_The problem:_ Wherever a picture appears, leave it out, and transcribe the rest of the records exactly.

**** Data section ****

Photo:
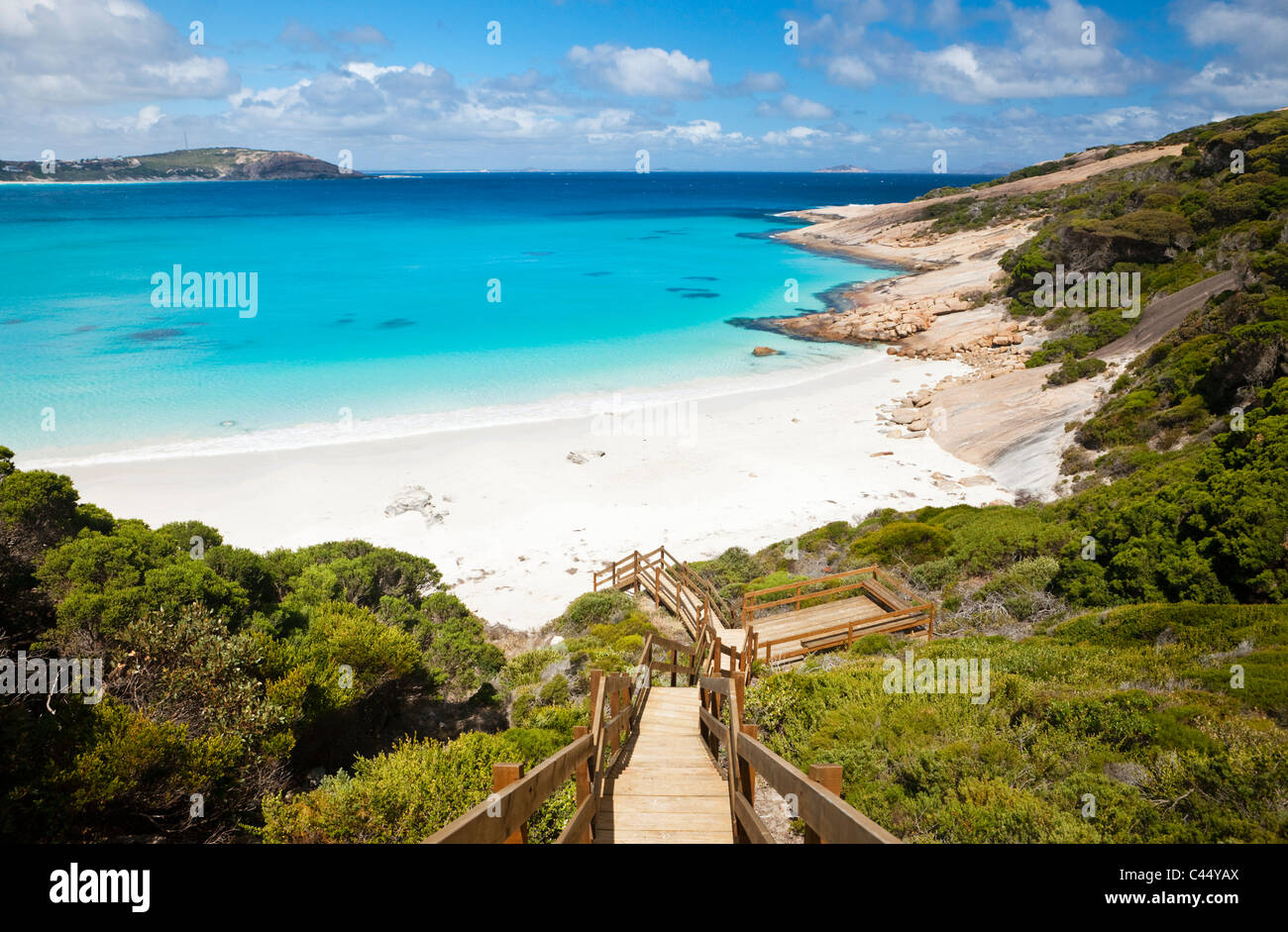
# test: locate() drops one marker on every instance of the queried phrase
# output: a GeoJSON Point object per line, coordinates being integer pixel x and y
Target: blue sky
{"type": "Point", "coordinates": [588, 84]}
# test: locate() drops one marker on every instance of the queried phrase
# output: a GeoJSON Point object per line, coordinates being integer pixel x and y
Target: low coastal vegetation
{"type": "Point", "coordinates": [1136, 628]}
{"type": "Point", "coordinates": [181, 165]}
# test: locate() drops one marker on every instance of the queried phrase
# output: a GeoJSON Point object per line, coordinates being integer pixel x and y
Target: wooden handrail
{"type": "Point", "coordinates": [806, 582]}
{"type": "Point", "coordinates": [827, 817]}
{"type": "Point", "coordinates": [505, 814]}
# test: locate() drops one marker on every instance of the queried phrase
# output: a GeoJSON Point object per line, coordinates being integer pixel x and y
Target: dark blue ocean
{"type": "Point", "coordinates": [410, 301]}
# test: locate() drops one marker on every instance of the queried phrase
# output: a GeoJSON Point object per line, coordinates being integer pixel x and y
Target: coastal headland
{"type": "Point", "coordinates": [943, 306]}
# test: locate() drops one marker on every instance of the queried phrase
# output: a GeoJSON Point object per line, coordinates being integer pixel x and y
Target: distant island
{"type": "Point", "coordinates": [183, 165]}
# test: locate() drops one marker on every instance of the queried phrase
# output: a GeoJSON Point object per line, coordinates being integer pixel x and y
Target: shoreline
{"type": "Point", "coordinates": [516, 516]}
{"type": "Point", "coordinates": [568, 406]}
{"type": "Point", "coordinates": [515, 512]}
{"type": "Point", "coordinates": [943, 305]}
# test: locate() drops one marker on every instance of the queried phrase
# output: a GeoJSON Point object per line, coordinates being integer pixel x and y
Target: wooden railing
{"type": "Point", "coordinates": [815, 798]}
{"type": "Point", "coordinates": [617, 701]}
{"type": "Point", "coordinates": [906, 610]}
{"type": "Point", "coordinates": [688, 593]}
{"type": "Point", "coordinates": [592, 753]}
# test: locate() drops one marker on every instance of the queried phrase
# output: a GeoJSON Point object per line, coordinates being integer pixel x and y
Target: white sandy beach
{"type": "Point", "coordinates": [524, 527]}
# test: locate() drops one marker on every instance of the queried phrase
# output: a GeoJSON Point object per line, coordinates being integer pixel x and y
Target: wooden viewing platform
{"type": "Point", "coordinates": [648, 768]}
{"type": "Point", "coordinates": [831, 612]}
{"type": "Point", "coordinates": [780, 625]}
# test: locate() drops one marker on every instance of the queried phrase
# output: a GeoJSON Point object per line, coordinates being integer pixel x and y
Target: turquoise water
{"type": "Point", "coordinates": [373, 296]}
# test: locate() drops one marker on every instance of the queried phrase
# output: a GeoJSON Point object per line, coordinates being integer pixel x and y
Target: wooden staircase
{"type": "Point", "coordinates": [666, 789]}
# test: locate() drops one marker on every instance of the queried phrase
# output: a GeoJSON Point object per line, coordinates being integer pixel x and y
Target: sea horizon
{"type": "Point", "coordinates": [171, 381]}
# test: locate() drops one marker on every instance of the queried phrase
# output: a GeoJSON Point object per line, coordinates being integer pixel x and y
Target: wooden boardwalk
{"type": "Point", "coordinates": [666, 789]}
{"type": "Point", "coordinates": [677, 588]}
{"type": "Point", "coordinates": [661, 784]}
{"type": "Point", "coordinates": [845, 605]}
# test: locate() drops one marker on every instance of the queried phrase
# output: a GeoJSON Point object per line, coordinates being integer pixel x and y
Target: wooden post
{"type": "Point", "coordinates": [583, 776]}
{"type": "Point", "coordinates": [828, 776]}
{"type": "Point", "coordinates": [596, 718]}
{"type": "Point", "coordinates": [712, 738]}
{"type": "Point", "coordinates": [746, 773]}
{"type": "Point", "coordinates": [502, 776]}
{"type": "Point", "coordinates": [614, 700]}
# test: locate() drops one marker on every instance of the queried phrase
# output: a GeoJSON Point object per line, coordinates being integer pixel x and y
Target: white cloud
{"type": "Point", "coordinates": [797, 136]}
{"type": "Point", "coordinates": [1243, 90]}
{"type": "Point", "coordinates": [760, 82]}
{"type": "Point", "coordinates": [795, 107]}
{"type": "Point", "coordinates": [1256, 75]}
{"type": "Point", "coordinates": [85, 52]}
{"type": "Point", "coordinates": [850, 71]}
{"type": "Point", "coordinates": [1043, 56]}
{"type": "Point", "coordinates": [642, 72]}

****

_Exercise result:_
Photo:
# test: locate() drops one marker on every instance of the queried phrase
# output: a GeoJSON Point object per line, coordinates being integer pixel x and y
Target: blue sky
{"type": "Point", "coordinates": [588, 84]}
# test: locate() drops one marker on every instance of the queried phrase
# output: a GeoJSON Point object per line, coordinates being integer pixel x and y
Target: low coastal vegetation
{"type": "Point", "coordinates": [1136, 628]}
{"type": "Point", "coordinates": [181, 165]}
# test: locate() drops one marker on every instance of the queried phrase
# output: a GeoJSON Point object per line, coordinates being integer pixel x and y
Target: wooden handrail
{"type": "Point", "coordinates": [806, 582]}
{"type": "Point", "coordinates": [827, 817]}
{"type": "Point", "coordinates": [505, 814]}
# test: locate() drops one marker on every instance of the queried phrase
# output: a GeoJSON Point object per line, coordinates being integer pixel x and y
Target: dark blue ocean
{"type": "Point", "coordinates": [410, 301]}
# test: locate() drops one marker on every instance of the queried phrase
# output: a GeoJSON Point object per line, coordinates being integer pixel x and y
Target: coastal headland
{"type": "Point", "coordinates": [943, 306]}
# test: locate() drops one marker on every instance of the queried phrase
# output: a GeoJSON Point object per line, coordinates being integer pixel x and y
Target: distant island
{"type": "Point", "coordinates": [183, 165]}
# test: locate() drops one marker on every instance of the queried phrase
# output: a GeoJSON Point object per line, coordinates being integer pixel x and y
Target: shoreline
{"type": "Point", "coordinates": [516, 516]}
{"type": "Point", "coordinates": [568, 406]}
{"type": "Point", "coordinates": [515, 512]}
{"type": "Point", "coordinates": [943, 305]}
# test: locate() drops one marker on every instance of the queried phrase
# output: a GeoJSON Point object per line, coordinates being integer pixel x and y
Target: wooden railing
{"type": "Point", "coordinates": [815, 798]}
{"type": "Point", "coordinates": [617, 701]}
{"type": "Point", "coordinates": [906, 610]}
{"type": "Point", "coordinates": [688, 593]}
{"type": "Point", "coordinates": [592, 753]}
# test: locate() drops one marker on every instance of the queried phrase
# output: a GeoJSON Point object per line, coordinates being integer pixel x and y
Target: white sandy beach
{"type": "Point", "coordinates": [524, 527]}
# test: locate() drops one marker on every instance of the queried phrase
# output: a GeoJSON Point object per line, coordinates being integer pixel x and y
Target: wooden viewing platform
{"type": "Point", "coordinates": [648, 768]}
{"type": "Point", "coordinates": [831, 612]}
{"type": "Point", "coordinates": [780, 625]}
# test: locate() drops one marker on every instance of the queried phrase
# output: a GeoJSON Point object per line, coordinates being integer pixel x and y
Target: turquoise water
{"type": "Point", "coordinates": [373, 296]}
# test: locate() drops one marker on every instance of the queried phrase
# output: a GeoJSON Point object per line, coordinates being integer pixel x and y
Target: wooden staircase
{"type": "Point", "coordinates": [666, 789]}
# test: locate() drops one marker on every instance of the queried phrase
# output: a GeoJSON Point object per line, coordinates being integer pixel x and y
Target: sea horizon
{"type": "Point", "coordinates": [171, 381]}
# test: locate() drops one marker on every instance of the queried phrase
# output: a GeoJSON Point object per line, coordinates being integer pixel x and y
Target: wooden boardwalk
{"type": "Point", "coordinates": [666, 789]}
{"type": "Point", "coordinates": [677, 588]}
{"type": "Point", "coordinates": [661, 784]}
{"type": "Point", "coordinates": [845, 605]}
# test: locate() drops one marker on every instance of the queried phrase
# output: a GeoJSON Point object per line, coordinates being integer pixel x and y
Target: wooden post
{"type": "Point", "coordinates": [583, 776]}
{"type": "Point", "coordinates": [828, 776]}
{"type": "Point", "coordinates": [596, 718]}
{"type": "Point", "coordinates": [712, 738]}
{"type": "Point", "coordinates": [746, 773]}
{"type": "Point", "coordinates": [502, 776]}
{"type": "Point", "coordinates": [614, 700]}
# test: locate() drops one marker on every instance of the queried phrase
# output: a GeoJSON Point object per line, coordinates being integer pixel x and y
Target: white cloud
{"type": "Point", "coordinates": [797, 136]}
{"type": "Point", "coordinates": [1243, 90]}
{"type": "Point", "coordinates": [760, 82]}
{"type": "Point", "coordinates": [795, 107]}
{"type": "Point", "coordinates": [1256, 75]}
{"type": "Point", "coordinates": [85, 52]}
{"type": "Point", "coordinates": [850, 71]}
{"type": "Point", "coordinates": [1043, 56]}
{"type": "Point", "coordinates": [642, 72]}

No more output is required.